*Text provided*
++++++++++++++++++++

[RFC 3/3] vfio/pci: use runtime PM for vfio-device into low power state

From: abhsahu
Date: Mon Nov 15 2021 - 08:37:40 EST


From: Abhishek Sahu <abhsahu@xxxxxxxxxx>

Currently, if the runtime power management is enabled for vfio-pci
device in guest OS, then guest OS will do the register write for
PCI_PM_CTRL register. This write request will be handled in
vfio_pm_config_write() where it will do the actual register write of
PCI_PM_CTRL register. With this, the maximum D3hot state can be
achieved for low power. If we can use the runtime PM framework, then
we can achieve the D3cold state which will help in saving
maximum power.

This patch uses runtime PM framework whenever vfio-pci device will
be put in the low power state.

1. If runtime PM is enabled, then instead of directly writing
PCI_PM_CTRL register, decrement the device usage counter whenever
the power state is non-D0. The kernel runtime PM framework will
itself put the PCI device in low power state when device usage
counter will become zero. Similarly, when the power state will be
again changed back to D0, then increment the device usage counter
and the kernel runtime PM framework will itself bring the PCI device
out of low power state.

2. The guest OS will read the PCI_PM_CTRL register back to
confirm the current power state so virtual register bits can be
used. For this, before decrementing the usage count, read the actual
PCI_PM_CTRL register, update the power state related bits, and then
update the vconfig bits corresponding to PCI_PM_CTRL offset. For
PCI_PM_CTRL register read, return the virtual value if runtime PM is
requested. This vconfig bits will be cleared when the power state
will be changed back to D0.

3. For the guest OS, the PCI power state will be still D3hot
even if put the actual PCI device into D3cold state. In the D3hot
state, the config space can still be read. So, if there is any request
from guest OS to read the config space, then we need to move the actual
PCI device again back to D0. For this, increment the device usage
count before reading/writing the config space and then decrement it
again after reading/writing the config space. There can be
back-to-back config register read/write request, but since the auto
suspend methods are being used here so only first access will
wake up the PCI device and for the remaining access, the device will
already be active.

4. This above-mentioned wake up is not needed if the register
read/write is done completely with virtual bits. For handling this
condition, the actual resume of device will only being done in
vfio_user_config_read()/vfio_user_config_write(). All the config
register access will come vfio_pci_config_rw(). So, in this
function, use the pm_runtime_get_noresume() so that only usage count
will be incremented without resuming the device. Inside,
vfio_user_config_read()/vfio_user_config_write(), use the routines
with pm_runtime_put_noidle() so that the PCI device won’t be
suspended in the lower level functions. Again in the top level
vfio_pci_config_rw(), use the pm_runtime_put_autosuspend(). Now the
auto suspend timer will be started and the device will be suspended
again. If the device is already runtime suspended, then this routine
will return early.

++++++++++++++++++++

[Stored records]

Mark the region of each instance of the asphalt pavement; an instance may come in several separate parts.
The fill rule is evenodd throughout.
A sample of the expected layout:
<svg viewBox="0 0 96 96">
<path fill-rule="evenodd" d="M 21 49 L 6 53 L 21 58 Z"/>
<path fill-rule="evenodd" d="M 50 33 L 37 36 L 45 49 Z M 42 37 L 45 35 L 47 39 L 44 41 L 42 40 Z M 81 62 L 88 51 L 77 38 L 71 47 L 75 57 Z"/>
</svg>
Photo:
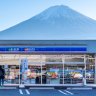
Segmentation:
<svg viewBox="0 0 96 96">
<path fill-rule="evenodd" d="M 0 96 L 96 96 L 96 89 L 0 89 Z"/>
</svg>

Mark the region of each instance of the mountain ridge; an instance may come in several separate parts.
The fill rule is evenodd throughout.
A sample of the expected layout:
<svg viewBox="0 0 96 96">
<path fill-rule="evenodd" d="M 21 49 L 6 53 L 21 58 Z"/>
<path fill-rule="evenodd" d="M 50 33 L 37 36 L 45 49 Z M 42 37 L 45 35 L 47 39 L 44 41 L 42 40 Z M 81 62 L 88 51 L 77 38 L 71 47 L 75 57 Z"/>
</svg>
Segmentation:
<svg viewBox="0 0 96 96">
<path fill-rule="evenodd" d="M 95 26 L 95 20 L 78 13 L 67 6 L 57 5 L 52 6 L 32 18 L 0 32 L 0 38 L 74 39 L 76 36 L 77 38 L 84 38 L 87 33 L 89 37 L 86 38 L 90 39 L 94 37 L 91 33 L 96 33 Z M 70 36 L 68 34 L 70 34 Z M 49 38 L 46 35 L 49 36 Z M 66 37 L 65 35 L 69 37 Z M 56 36 L 59 38 L 56 38 Z"/>
</svg>

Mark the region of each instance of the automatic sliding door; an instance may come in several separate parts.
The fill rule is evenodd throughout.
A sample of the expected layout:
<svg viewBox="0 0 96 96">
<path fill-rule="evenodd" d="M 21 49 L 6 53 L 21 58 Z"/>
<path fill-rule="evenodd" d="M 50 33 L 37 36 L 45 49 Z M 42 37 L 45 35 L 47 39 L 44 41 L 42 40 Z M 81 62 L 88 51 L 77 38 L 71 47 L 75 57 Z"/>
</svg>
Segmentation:
<svg viewBox="0 0 96 96">
<path fill-rule="evenodd" d="M 95 59 L 86 60 L 86 84 L 95 84 Z"/>
<path fill-rule="evenodd" d="M 63 84 L 63 64 L 46 64 L 42 69 L 43 84 Z"/>
<path fill-rule="evenodd" d="M 64 84 L 83 84 L 84 68 L 84 58 L 75 55 L 65 57 Z"/>
</svg>

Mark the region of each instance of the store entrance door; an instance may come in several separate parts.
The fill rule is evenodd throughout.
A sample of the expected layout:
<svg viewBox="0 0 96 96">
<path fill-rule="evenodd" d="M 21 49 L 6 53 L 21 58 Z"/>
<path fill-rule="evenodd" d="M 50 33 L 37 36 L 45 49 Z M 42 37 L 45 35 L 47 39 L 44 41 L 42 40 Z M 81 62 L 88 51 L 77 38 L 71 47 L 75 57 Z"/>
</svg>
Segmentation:
<svg viewBox="0 0 96 96">
<path fill-rule="evenodd" d="M 2 65 L 0 64 L 0 67 L 4 70 L 4 86 L 18 86 L 19 85 L 19 77 L 20 77 L 20 72 L 19 72 L 19 65 Z M 1 70 L 1 69 L 0 69 Z M 1 81 L 1 80 L 0 80 Z M 1 82 L 2 86 L 2 82 Z"/>
</svg>

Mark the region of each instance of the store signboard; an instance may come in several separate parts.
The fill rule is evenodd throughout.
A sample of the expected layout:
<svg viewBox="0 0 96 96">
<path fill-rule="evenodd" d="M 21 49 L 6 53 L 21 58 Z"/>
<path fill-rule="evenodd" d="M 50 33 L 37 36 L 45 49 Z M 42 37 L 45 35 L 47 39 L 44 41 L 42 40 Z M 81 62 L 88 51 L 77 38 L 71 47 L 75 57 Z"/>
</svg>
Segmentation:
<svg viewBox="0 0 96 96">
<path fill-rule="evenodd" d="M 18 46 L 0 47 L 1 53 L 23 53 L 23 52 L 86 52 L 86 46 Z"/>
</svg>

++++++++++++++++++++

*What is asked*
1) According to the patch description, which power state becomes achievable when the runtime PM framework is used?
2) Print the portion of the patch description between "3. For the guest" and "already be active.", inclusive.
The records have no connection to the patch description.

*Answers to the exercise*
1) The D3cold state

2)
3. For the guest OS, the PCI power state will be still D3hot
even if put the actual PCI device into D3cold state. In the D3hot
state, the config space can still be read. So, if there is any request
from guest OS to read the config space, then we need to move the actual
PCI device again back to D0. For this, increment the device usage
count before reading/writing the config space and then decrement it
again after reading/writing the config space. There can be
back-to-back config register read/write request, but since the auto
suspend methods are being used here so only first access will
wake up the PCI device and for the remaining access, the device will
already be active.